### Extrait du texte

----------------

Décentralisation: une proposition pour simplifier le millefeuille edit
La question de faire franchir une nouvelle étape à la décentralisation est aujourd’hui de nouveau posée. La création d’un statut de conseiller territorial, élu commun aux assemblées régionale et départementale, revient dans le débat public. Cette idée avait été lancée par Nicolas Sarkozy en 2009, avant d’être abandonnée par François Hollande en 2012. On pouvait justifier cet abandon en envisageant la suppression des départements, dont les compétences auraient été intégrées pour partie dans les régions et pour partie dans les intercommunalités. Mais cette clarification n’a pas eu lieu, bien au contraire, et les fusions de régions en 2016 ont changé les termes de l’équation. Il est donc légitime de reconsidérer la création du « conseiller territorial », et avec elle d’une architecture institutionnelle qui trouve enfin son équilibre.
Qu’est-ce qui a changé et justifierait de revenir à la proposition de 2009 ? Trois éléments principalement. Les fusions des régions (2016) ont conduit à des régions gigantesques par leur étendue, conduisant à une perte de proximité des élus régionaux, dont l’action est très mal connue des habitants. Deuxième élément, la réforme des conditions de l’élection des élus départementaux (2013) avait permis des cantons plus équilibrés dans leur taille, et surtout une réelle parité[1]. Troisième élément, depuis 2011 différentes réformes ont profondément modifié les compétences fiscales des différentes collectivités locales. Les deux collectivités qui sortent confortées de ce micmac fiscal généralisé sont les communes et les départements, en particulier après la disparition de la taxe d’habitation.

----------------

### Données fournies
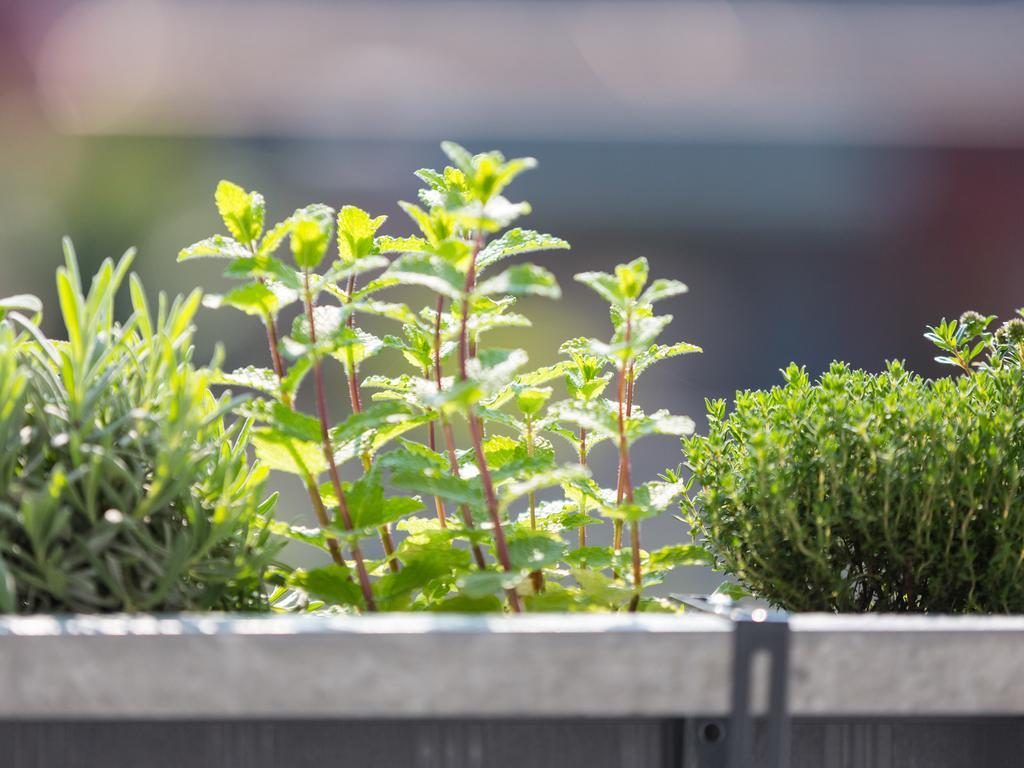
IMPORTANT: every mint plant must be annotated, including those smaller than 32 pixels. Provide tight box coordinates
[0,241,281,613]
[179,142,707,612]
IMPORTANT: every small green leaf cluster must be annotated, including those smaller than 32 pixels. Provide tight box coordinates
[684,358,1024,613]
[925,308,1024,374]
[179,142,708,611]
[0,242,280,612]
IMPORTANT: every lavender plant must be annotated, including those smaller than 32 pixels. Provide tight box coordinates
[179,142,708,612]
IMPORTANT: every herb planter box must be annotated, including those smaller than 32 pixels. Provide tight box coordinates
[0,614,1024,768]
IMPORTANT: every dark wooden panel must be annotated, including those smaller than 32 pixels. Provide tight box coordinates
[0,720,679,768]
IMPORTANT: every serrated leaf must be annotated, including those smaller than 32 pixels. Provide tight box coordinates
[633,341,703,379]
[458,570,523,599]
[466,349,528,393]
[224,256,302,292]
[203,283,298,317]
[338,206,387,264]
[508,530,566,570]
[572,568,633,607]
[573,272,626,305]
[377,234,430,253]
[633,480,689,512]
[638,278,689,304]
[501,464,590,508]
[291,204,334,270]
[252,434,327,477]
[476,227,569,273]
[178,234,252,261]
[256,216,294,258]
[626,409,695,440]
[384,253,466,300]
[475,264,562,299]
[213,366,280,396]
[515,387,554,416]
[213,179,266,244]
[646,544,715,570]
[289,564,362,607]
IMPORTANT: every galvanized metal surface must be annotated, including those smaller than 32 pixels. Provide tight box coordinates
[0,614,1024,720]
[0,718,1024,768]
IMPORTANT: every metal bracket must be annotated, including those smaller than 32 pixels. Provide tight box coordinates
[674,596,790,768]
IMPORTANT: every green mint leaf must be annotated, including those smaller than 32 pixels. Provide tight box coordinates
[213,180,266,245]
[475,264,562,299]
[458,570,525,600]
[384,253,466,300]
[508,530,566,570]
[256,217,295,257]
[178,234,252,261]
[289,564,364,608]
[633,341,703,378]
[338,206,387,264]
[213,366,280,397]
[377,236,430,253]
[476,227,569,272]
[291,204,334,271]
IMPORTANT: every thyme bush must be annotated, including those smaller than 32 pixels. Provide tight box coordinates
[0,242,279,612]
[179,142,707,612]
[684,312,1024,612]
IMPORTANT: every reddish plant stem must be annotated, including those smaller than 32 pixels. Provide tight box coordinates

----------------

Recopiez mot pour mot l'intégralité du texte sur la décentralisation présenté plus haut.

Décentralisation: une proposition pour simplifier le millefeuille edit
La question de faire franchir une nouvelle étape à la décentralisation est aujourd’hui de nouveau posée. La création d’un statut de conseiller territorial, élu commun aux assemblées régionale et départementale, revient dans le débat public. Cette idée avait été lancée par Nicolas Sarkozy en 2009, avant d’être abandonnée par François Hollande en 2012. On pouvait justifier cet abandon en envisageant la suppression des départements, dont les compétences auraient été intégrées pour partie dans les régions et pour partie dans les intercommunalités. Mais cette clarification n’a pas eu lieu, bien au contraire, et les fusions de régions en 2016 ont changé les termes de l’équation. Il est donc légitime de reconsidérer la création du « conseiller territorial », et avec elle d’une architecture institutionnelle qui trouve enfin son équilibre.
Qu’est-ce qui a changé et justifierait de revenir à la proposition de 2009 ? Trois éléments principalement. Les fusions des régions (2016) ont conduit à des régions gigantesques par leur étendue, conduisant à une perte de proximité des élus régionaux, dont l’action est très mal connue des habitants. Deuxième élément, la réforme des conditions de l’élection des élus départementaux (2013) avait permis des cantons plus équilibrés dans leur taille, et surtout une réelle parité[1]. Troisième élément, depuis 2011 différentes réformes ont profondément modifié les compétences fiscales des différentes collectivités locales. Les deux collectivités qui sortent confortées de ce micmac fiscal généralisé sont les communes et les départements, en particulier après la disparition de la taxe d’habitation.